--- START OF Provided data ---

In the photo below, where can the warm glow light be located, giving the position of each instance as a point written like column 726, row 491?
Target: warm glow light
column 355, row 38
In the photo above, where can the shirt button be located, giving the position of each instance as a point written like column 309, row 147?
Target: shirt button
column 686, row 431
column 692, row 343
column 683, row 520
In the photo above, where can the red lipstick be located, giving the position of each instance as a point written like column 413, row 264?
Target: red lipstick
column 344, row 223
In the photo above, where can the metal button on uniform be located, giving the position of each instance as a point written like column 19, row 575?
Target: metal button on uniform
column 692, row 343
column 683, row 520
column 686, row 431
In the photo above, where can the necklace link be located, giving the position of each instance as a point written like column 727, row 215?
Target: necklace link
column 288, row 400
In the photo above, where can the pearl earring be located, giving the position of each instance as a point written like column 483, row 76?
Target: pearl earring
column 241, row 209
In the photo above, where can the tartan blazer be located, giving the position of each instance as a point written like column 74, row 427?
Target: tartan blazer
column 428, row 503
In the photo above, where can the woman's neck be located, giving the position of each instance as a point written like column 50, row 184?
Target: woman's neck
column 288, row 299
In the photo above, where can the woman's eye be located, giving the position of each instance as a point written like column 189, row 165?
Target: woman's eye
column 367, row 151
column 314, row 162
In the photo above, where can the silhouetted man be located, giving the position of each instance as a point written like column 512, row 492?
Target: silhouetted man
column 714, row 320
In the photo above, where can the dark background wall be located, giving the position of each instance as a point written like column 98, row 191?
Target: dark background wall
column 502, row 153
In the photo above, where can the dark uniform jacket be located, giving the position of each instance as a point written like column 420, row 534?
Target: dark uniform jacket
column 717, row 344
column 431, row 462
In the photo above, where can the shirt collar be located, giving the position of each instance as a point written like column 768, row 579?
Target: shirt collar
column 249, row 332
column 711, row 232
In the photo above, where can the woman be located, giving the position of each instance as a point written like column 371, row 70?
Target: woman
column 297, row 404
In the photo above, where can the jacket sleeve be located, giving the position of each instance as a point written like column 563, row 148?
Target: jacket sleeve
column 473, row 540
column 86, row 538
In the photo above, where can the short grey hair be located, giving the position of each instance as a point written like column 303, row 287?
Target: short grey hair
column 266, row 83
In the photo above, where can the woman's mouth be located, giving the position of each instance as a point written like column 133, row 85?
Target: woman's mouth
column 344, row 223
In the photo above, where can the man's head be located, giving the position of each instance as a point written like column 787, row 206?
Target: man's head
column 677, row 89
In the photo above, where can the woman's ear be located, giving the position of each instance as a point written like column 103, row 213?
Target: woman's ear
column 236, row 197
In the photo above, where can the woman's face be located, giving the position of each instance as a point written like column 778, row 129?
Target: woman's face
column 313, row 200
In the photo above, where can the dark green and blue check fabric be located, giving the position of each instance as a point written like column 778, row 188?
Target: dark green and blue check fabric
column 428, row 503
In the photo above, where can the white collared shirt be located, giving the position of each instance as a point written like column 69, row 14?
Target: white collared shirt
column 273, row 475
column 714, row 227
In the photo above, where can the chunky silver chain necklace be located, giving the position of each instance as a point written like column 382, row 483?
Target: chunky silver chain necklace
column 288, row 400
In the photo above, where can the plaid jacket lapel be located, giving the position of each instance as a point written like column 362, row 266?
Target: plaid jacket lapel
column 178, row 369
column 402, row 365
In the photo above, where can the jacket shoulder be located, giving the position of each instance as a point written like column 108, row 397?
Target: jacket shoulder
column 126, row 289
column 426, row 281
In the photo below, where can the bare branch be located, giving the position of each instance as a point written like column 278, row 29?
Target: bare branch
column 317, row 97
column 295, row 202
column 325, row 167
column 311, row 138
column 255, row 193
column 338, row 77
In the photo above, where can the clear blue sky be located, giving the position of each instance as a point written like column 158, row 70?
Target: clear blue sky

--- END OF Provided data ---

- _What to work on_
Copy the stretch of the listing from the line containing "In the photo above, where can the clear" through the end of the listing, both ends included, reproducing each line without any change.

- _Full output_
In the photo above, where can the clear blue sky be located, giving the position of each instance as a point written like column 158, row 70?
Target: clear blue sky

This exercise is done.